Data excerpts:
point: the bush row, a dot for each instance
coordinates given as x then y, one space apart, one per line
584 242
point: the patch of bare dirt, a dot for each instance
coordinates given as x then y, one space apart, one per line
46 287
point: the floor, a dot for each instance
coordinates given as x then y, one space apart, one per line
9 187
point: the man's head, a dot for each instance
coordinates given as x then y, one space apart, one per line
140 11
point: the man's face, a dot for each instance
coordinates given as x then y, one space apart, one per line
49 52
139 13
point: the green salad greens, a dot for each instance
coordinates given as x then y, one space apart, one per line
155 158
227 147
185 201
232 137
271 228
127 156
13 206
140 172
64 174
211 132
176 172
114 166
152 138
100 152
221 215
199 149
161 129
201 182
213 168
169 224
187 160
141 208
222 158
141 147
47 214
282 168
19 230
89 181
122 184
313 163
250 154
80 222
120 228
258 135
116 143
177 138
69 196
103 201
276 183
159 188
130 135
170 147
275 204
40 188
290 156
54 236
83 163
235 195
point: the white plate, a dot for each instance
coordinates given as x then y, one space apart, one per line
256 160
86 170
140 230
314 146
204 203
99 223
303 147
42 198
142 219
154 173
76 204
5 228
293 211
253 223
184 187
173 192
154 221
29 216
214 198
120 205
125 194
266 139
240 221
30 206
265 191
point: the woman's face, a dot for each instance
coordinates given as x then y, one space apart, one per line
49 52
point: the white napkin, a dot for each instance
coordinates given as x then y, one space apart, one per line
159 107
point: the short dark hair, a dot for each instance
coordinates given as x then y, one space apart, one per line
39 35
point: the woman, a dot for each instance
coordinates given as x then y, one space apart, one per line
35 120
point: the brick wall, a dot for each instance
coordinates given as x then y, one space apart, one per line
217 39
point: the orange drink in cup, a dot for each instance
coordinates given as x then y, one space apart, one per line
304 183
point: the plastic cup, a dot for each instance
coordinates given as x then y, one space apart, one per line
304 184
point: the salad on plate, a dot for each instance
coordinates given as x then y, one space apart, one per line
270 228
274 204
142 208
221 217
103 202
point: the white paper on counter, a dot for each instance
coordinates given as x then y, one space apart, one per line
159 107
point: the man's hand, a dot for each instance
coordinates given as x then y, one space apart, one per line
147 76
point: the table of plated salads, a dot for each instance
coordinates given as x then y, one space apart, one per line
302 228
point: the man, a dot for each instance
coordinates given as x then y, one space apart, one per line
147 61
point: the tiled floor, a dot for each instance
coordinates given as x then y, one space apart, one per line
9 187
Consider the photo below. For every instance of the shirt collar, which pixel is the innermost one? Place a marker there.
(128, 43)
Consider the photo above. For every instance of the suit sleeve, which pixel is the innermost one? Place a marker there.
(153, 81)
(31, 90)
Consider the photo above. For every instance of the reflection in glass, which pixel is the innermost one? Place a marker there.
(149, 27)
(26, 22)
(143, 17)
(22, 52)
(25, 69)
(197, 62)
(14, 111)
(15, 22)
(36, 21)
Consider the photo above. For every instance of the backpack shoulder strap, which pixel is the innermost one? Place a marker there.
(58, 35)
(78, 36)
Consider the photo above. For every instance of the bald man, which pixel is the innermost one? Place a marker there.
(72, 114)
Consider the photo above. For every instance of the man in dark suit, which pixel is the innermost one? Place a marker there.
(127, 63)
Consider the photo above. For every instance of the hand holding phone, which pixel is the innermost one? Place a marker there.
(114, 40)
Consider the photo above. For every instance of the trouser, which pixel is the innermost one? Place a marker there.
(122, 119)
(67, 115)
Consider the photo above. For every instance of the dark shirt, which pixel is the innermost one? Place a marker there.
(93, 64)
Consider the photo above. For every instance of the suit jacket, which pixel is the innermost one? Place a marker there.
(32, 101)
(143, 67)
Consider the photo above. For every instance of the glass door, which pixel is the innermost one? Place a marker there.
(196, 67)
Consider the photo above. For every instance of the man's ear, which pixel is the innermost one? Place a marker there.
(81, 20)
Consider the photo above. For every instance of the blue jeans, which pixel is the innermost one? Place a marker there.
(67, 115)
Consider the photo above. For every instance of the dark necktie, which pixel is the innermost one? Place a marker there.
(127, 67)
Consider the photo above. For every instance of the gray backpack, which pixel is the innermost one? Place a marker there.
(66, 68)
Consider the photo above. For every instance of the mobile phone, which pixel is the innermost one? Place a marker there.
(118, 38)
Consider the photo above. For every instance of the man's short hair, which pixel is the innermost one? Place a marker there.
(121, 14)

> [Work order]
What is wanted is every line from the first line of the entries through the line that contains "point: the plastic", given again exactly.

> [Your response]
point: the bush row, a dot for each instance
coordinates given as x then y, one space apart, one per line
584 242
point: the patch of bare dirt, a dot for each instance
coordinates given as x then y, one space apart, one per line
46 287
point: the floor, a dot for each instance
coordinates given as x then y, one space apart, one per line
9 187
point: the man's head, a dot for each instance
coordinates given as x then y, one space apart, one per line
140 11
point: the man's face, a dot for each instance
coordinates given as x then y, one space apart, one per line
49 52
139 13
point: the green salad greens, a dot for each instance
coordinates given as x then y, one space apart, one per line
155 158
227 147
185 201
232 137
271 228
127 156
13 206
140 172
64 174
211 132
176 172
114 166
152 138
100 152
221 215
199 149
161 129
201 182
213 168
169 224
187 160
141 208
222 158
141 147
47 214
282 168
19 230
89 181
122 184
313 163
250 154
80 222
120 228
258 135
116 143
177 138
69 196
103 201
276 183
159 188
130 135
170 147
275 204
40 188
290 156
54 236
83 163
235 195
point: the white plate, a dot for each instance
coordinates given as x then y, one space apart, one per line
256 160
86 170
140 230
314 146
204 203
99 223
303 147
42 198
142 219
154 173
76 204
5 228
293 211
253 223
184 187
173 192
154 221
29 216
214 198
120 205
125 194
266 139
240 221
30 206
265 191
point: the woman's face, a dot for each instance
coordinates given as x then y, one space apart, one per line
49 52
point: the white napkin, a dot for each instance
coordinates given as x then y, one space apart, one per line
159 107
point: the short dark hair, a dot for each instance
coordinates given as x then y, one space apart, one per line
39 35
point: the woman, a dot for each instance
coordinates given as x then y, one space apart, one per line
35 120
point: the brick wall, a dot for each instance
coordinates given as x then y, one space apart, one per line
217 39
point: the orange drink in cup, a dot for each instance
coordinates given as x then y, one space apart, one per line
304 183
point: the plastic cup, a dot for each instance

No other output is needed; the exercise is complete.